• [WHAT THE EXERCISE ASKS]: Nothing should appear in the answer except the lines from the one containing "back in the photo above." through the end of the records below, written out exactly.

• [DATASET RECORDS]:
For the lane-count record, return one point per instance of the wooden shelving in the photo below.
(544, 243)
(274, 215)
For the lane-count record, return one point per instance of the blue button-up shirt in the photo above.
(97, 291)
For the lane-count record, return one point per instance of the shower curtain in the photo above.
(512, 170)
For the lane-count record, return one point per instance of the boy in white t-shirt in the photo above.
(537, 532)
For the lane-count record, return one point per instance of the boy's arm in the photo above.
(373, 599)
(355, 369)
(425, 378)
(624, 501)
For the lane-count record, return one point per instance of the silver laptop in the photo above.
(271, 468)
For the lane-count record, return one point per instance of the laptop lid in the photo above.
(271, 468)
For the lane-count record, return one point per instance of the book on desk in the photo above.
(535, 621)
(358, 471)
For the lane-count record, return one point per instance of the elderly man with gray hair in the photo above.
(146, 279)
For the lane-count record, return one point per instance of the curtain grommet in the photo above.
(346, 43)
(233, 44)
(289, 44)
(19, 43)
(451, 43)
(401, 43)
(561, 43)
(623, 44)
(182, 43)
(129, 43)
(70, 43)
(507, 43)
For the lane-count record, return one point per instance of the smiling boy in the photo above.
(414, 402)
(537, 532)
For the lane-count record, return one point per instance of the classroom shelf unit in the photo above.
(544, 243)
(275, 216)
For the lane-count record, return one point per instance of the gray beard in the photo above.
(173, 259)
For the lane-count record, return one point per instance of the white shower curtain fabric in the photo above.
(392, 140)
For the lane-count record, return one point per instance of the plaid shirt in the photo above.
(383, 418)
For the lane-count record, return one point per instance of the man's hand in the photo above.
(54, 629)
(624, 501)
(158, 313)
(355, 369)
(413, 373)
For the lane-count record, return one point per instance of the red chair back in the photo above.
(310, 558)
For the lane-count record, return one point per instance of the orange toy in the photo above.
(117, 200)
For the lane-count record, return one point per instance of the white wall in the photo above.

• [EXERCISE SOLUTION]:
For the lane-count record, return one point per instance of the red chair back in the photo above.
(310, 558)
For the lane-count record, return one point per instance of the orange toy in the photo above.
(117, 200)
For the lane-count record, return one point per instance of the white wall in the photo above.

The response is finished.